- _GOAL OF THE EXERCISE_:
Every single entry must be restated word for word.

Recorded data

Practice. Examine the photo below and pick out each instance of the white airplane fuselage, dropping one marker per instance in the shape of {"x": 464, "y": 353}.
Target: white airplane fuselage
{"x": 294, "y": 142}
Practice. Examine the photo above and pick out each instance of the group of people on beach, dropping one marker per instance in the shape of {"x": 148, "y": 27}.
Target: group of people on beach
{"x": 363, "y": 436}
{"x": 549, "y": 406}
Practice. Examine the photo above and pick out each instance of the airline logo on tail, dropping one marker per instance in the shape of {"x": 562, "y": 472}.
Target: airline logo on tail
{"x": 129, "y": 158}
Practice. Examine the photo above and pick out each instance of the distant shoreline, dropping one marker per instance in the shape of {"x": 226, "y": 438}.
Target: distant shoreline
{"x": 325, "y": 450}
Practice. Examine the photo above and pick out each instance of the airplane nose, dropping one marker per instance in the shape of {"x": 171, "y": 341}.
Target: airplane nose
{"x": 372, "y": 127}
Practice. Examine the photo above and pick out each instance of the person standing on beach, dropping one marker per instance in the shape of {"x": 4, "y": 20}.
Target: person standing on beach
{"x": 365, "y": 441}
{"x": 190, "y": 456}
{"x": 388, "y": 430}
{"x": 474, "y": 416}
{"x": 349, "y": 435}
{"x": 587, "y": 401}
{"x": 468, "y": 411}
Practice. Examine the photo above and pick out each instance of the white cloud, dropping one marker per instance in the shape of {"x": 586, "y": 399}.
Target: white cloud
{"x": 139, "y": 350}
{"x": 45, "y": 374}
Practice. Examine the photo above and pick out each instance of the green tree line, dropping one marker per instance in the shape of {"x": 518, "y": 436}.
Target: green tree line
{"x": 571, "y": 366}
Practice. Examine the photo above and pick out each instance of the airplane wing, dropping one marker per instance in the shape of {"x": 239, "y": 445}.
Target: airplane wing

- _ANSWER TO THIS PROBLEM_:
Practice. Examine the photo below and pick out each instance of the white airplane fuselage, dropping one marker per instance in the shape of {"x": 464, "y": 353}.
Target: white airplane fuselage
{"x": 294, "y": 142}
Practice. Examine the photo above and pick out each instance of the group of people on beach, dropping one marker per instance in the shape of {"x": 148, "y": 27}.
Target: group of people on beach
{"x": 363, "y": 436}
{"x": 549, "y": 406}
Practice. Examine the photo above and pick out each instance of the airline logo on tail, dropping one marker per instance in the shape of {"x": 562, "y": 472}.
Target: airline logo on tail
{"x": 129, "y": 158}
Practice. Examine the photo above and pick out each instance of the distant shoreline, dropping one marker per instance in the shape of {"x": 226, "y": 438}.
Target: distant shoreline
{"x": 325, "y": 450}
Practice. Examine the photo above and pick out each instance of the airplane nose, dropping one marker per instance in the shape of {"x": 171, "y": 341}.
Target: airplane nose
{"x": 372, "y": 127}
Practice. Examine the photo above and pick out each instance of the person standing on beach, dropping one marker per instance in the shape of {"x": 4, "y": 20}.
Target: person standing on beach
{"x": 365, "y": 441}
{"x": 190, "y": 456}
{"x": 388, "y": 430}
{"x": 474, "y": 416}
{"x": 349, "y": 435}
{"x": 587, "y": 401}
{"x": 468, "y": 411}
Practice. Examine the photo above and pick out each instance of the white cloud, dropping one marker per instance in the shape of {"x": 586, "y": 399}.
Target: white cloud
{"x": 139, "y": 350}
{"x": 45, "y": 374}
Practice. Examine the photo above and pick out each instance of the green tree line, dropping one marker per instance in the shape of {"x": 518, "y": 436}.
Target: green tree line
{"x": 571, "y": 366}
Practice. Examine the photo above and pick out each instance of the airplane wing, dropping one marker per instance in the shape of {"x": 239, "y": 445}.
Target: airplane wing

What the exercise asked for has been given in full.